Your instructions
Output all of the entries below precisely as written.

Extracted entries
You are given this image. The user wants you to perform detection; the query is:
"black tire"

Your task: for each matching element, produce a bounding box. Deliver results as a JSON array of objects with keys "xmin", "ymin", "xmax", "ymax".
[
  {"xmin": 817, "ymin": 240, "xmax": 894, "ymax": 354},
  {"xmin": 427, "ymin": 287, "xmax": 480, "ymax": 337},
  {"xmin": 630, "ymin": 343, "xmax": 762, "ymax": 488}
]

Worked solution
You are given this image. The user wants you to perform detection; the query is:
"black tire"

Your task: for each matching element, produce a bounding box. Deliver results as a JSON array of objects with keys "xmin", "ymin", "xmax", "ymax".
[
  {"xmin": 817, "ymin": 240, "xmax": 894, "ymax": 354},
  {"xmin": 427, "ymin": 287, "xmax": 480, "ymax": 337},
  {"xmin": 630, "ymin": 343, "xmax": 762, "ymax": 488}
]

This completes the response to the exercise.